Saturday, 28 May 2011

India Navy Modernization Program (Part 2 of 2)

Read Part 1
Bruno Alexander de Paiva, Perth, Western Australia

India’s economic and energy security also stands to benefit from its regional engagement. India’s demand for oil has risen sharply over the last decade as its economy continues to grow rapidly. Between January and October 2010, India imported US$82.1 billion worth of oil, the majority of which was sourced from the Middle East.

India, like China, has also invested heavily in Sudan’s hydrocarbon industry and has established an Exim Bank of India credit facility worth $640 million for the development of Ethiopia’s sugarcane/bio-fuel industry.

Overall trade between India and Kenya increased to $1.5 billion in 2009-2010, making that country India’s sixth-largest trading partner. India also agreed to give Mozambique $500 million of credit in 2010 and both nations have stated a goal of increasing two-way trade to $1 billion by 2013.

Many of India’s newfound economic, energy and strategic interests are thus well entrenched in Indian Ocean states. A revamped navy will help India to strengthen these interests well into the future.

While the West may welcome India’s naval expansion and modernization as a counterweight to China’s growing influence, India’s main rivals China and Pakistan have responded with growing unease and have reacted by enhancing their own naval capabilities.

While China has used its expanding political and economic clout to gain influence in the Indian Ocean region, there are indications that it is also responding to India’s overtures by fast tracking the development of its own blue-water naval aspirations.

**EXTRACTED RECORDS**
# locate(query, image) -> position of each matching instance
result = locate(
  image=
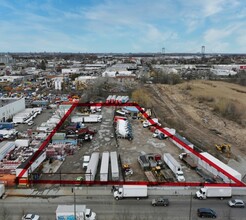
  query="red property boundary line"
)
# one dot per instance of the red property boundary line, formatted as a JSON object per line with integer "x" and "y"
{"x": 237, "y": 182}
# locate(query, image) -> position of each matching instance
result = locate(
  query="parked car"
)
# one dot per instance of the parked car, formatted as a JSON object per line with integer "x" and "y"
{"x": 30, "y": 123}
{"x": 236, "y": 203}
{"x": 160, "y": 202}
{"x": 30, "y": 217}
{"x": 206, "y": 213}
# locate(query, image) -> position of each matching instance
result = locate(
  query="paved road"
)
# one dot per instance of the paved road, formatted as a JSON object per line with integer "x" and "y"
{"x": 181, "y": 208}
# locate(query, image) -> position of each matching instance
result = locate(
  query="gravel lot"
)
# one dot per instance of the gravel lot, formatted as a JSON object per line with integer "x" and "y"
{"x": 104, "y": 140}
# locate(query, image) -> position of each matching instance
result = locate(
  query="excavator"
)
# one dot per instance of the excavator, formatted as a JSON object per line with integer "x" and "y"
{"x": 224, "y": 148}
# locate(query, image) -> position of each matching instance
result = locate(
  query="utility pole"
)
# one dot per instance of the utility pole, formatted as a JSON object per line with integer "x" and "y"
{"x": 74, "y": 201}
{"x": 190, "y": 206}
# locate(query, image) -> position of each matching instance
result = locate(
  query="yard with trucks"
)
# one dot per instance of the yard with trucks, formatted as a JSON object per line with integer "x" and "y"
{"x": 143, "y": 141}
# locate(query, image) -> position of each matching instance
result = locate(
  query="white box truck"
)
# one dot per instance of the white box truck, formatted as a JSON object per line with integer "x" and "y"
{"x": 214, "y": 191}
{"x": 68, "y": 211}
{"x": 174, "y": 166}
{"x": 134, "y": 191}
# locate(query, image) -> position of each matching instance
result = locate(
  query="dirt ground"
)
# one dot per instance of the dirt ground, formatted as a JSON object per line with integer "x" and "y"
{"x": 198, "y": 122}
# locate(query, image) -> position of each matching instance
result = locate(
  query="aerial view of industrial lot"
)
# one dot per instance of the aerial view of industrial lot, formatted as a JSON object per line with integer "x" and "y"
{"x": 95, "y": 126}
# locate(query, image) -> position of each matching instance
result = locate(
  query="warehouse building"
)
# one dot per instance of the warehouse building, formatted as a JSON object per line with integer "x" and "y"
{"x": 9, "y": 107}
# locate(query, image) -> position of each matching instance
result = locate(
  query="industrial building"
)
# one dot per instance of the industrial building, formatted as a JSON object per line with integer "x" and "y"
{"x": 9, "y": 107}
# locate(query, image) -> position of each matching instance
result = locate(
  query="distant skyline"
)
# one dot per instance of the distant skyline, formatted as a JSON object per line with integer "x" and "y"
{"x": 123, "y": 26}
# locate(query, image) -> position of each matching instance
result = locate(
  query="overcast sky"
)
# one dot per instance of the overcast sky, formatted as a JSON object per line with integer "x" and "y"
{"x": 123, "y": 26}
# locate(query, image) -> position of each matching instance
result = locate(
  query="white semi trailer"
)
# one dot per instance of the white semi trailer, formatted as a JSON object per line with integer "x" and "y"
{"x": 174, "y": 166}
{"x": 214, "y": 192}
{"x": 92, "y": 167}
{"x": 128, "y": 191}
{"x": 104, "y": 166}
{"x": 114, "y": 165}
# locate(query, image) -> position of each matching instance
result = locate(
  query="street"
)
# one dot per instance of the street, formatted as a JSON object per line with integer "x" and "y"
{"x": 106, "y": 208}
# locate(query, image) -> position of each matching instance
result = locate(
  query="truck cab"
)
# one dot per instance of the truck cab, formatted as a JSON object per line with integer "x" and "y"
{"x": 180, "y": 176}
{"x": 89, "y": 215}
{"x": 201, "y": 194}
{"x": 118, "y": 193}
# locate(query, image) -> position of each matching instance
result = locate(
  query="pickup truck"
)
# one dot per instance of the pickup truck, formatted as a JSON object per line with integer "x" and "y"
{"x": 160, "y": 202}
{"x": 188, "y": 160}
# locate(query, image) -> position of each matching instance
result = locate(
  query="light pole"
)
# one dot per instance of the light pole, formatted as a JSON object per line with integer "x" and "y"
{"x": 74, "y": 201}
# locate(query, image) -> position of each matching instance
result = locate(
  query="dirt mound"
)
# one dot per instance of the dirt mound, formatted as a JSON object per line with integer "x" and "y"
{"x": 190, "y": 109}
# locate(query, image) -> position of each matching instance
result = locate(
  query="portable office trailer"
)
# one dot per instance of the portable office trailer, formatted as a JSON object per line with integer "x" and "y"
{"x": 104, "y": 166}
{"x": 114, "y": 165}
{"x": 92, "y": 167}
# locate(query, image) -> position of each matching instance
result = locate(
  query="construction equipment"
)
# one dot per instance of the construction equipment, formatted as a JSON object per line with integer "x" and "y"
{"x": 224, "y": 148}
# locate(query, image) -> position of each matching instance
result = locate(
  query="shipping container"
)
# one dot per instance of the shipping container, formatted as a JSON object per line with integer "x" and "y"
{"x": 92, "y": 167}
{"x": 114, "y": 165}
{"x": 104, "y": 166}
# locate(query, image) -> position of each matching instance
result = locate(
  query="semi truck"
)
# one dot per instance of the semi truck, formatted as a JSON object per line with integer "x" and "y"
{"x": 92, "y": 119}
{"x": 160, "y": 135}
{"x": 147, "y": 123}
{"x": 214, "y": 192}
{"x": 174, "y": 166}
{"x": 188, "y": 160}
{"x": 131, "y": 191}
{"x": 7, "y": 125}
{"x": 65, "y": 212}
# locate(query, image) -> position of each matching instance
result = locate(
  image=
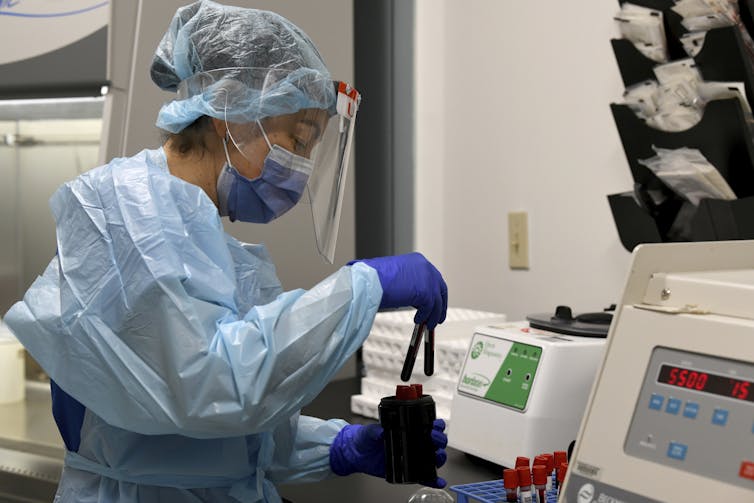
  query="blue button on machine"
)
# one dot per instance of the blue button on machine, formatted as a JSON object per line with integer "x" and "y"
{"x": 720, "y": 417}
{"x": 677, "y": 451}
{"x": 691, "y": 410}
{"x": 674, "y": 406}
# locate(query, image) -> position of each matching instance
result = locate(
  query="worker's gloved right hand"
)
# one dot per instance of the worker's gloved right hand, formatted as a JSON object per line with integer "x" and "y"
{"x": 411, "y": 280}
{"x": 361, "y": 449}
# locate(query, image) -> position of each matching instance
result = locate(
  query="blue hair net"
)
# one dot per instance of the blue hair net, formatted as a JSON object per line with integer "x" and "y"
{"x": 237, "y": 64}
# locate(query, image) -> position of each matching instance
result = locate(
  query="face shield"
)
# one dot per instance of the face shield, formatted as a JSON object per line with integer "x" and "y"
{"x": 300, "y": 119}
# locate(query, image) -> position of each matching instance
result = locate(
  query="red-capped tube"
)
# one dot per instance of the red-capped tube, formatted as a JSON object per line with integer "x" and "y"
{"x": 550, "y": 469}
{"x": 539, "y": 460}
{"x": 524, "y": 484}
{"x": 560, "y": 457}
{"x": 510, "y": 483}
{"x": 562, "y": 470}
{"x": 540, "y": 481}
{"x": 405, "y": 392}
{"x": 522, "y": 461}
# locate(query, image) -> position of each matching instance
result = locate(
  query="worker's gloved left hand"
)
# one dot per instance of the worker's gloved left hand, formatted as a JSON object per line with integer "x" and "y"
{"x": 360, "y": 449}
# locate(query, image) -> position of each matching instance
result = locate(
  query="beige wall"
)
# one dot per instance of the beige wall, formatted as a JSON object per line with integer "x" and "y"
{"x": 513, "y": 115}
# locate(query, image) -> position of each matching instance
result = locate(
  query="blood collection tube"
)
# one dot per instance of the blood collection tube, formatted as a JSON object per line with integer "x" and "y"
{"x": 550, "y": 469}
{"x": 524, "y": 484}
{"x": 539, "y": 460}
{"x": 510, "y": 483}
{"x": 407, "y": 420}
{"x": 540, "y": 482}
{"x": 562, "y": 470}
{"x": 560, "y": 457}
{"x": 522, "y": 461}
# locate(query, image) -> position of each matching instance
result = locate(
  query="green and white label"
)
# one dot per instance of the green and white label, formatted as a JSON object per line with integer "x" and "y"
{"x": 500, "y": 370}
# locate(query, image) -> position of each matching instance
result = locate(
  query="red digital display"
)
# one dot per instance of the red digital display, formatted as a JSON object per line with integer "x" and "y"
{"x": 697, "y": 380}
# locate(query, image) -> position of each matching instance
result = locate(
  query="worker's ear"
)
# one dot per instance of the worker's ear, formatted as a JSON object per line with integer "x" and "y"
{"x": 219, "y": 126}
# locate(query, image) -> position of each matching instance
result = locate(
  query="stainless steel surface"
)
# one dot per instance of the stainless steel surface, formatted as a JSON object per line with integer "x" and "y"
{"x": 31, "y": 450}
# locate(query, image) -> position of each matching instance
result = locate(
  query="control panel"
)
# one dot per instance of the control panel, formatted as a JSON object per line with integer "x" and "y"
{"x": 696, "y": 413}
{"x": 500, "y": 370}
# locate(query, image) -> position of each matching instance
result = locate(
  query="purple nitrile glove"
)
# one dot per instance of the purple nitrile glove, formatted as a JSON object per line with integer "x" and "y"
{"x": 360, "y": 449}
{"x": 411, "y": 280}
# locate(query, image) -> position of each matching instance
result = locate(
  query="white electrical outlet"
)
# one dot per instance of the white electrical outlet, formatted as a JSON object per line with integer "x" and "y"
{"x": 518, "y": 240}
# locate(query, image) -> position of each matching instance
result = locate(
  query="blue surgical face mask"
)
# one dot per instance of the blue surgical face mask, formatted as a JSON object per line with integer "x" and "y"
{"x": 276, "y": 190}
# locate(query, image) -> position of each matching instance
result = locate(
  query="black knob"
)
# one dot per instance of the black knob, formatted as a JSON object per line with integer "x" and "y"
{"x": 563, "y": 313}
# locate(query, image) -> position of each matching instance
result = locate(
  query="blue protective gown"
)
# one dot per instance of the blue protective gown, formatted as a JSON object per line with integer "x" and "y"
{"x": 186, "y": 360}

**EXERCISE DIRECTIONS**
Continue the article on India's naval modernization from the sentence ending "its own blue-water naval aspirations." Write the next few paragraphs.

**RESULT FOR THIS TASK**
Given the strategic competition that exists between India and China, the development of blue-water capabilities could put the two nations at greater odds with each other in the future.

Just as for India, the need to ensure continued access to energy reserves and mineral deposits, maritime trade and new markets is key to China’s desire to secure influence in the Indian Ocean region.

China, like India, remains heavily dependent on access to oil, natural gas and mineral deposits in Africa, Central Asia and the Middle East to enable its economy to prosper.

The prospect of serious naval rivalry in the Indian Ocean, if left unchecked, could indeed become a reality in the years ahead. As the third-largest body of water in the world, the Indian Ocean has much less operating space than the Atlantic and Pacific oceans and risks becoming increasingly crowded.

China has responded to India’s growing naval capabilities by enhancing its relations with countries along India’s borders, such as Bangladesh, Nepal, Myanmar and Sri Lanka. In 2008, China overtook Japan to become the largest national donor to Sri Lanka. China has also become a principal arms supplier to Sri Lanka after the US stopped selling arms to Colombo in 2007.

China has built a deep-water port in Myanmar at Kyaukpyu on the Bay of Bengal coast and has assisted in the construction of a naval base in Sittwe, also on Myanmar’s Bay of Bengal.

In 2007, China donated an aid package worth $10.5 million to Bangladesh and has assisted it in building an anti-ship missile launch pad near the Chittagong Port, which was completed in 2008.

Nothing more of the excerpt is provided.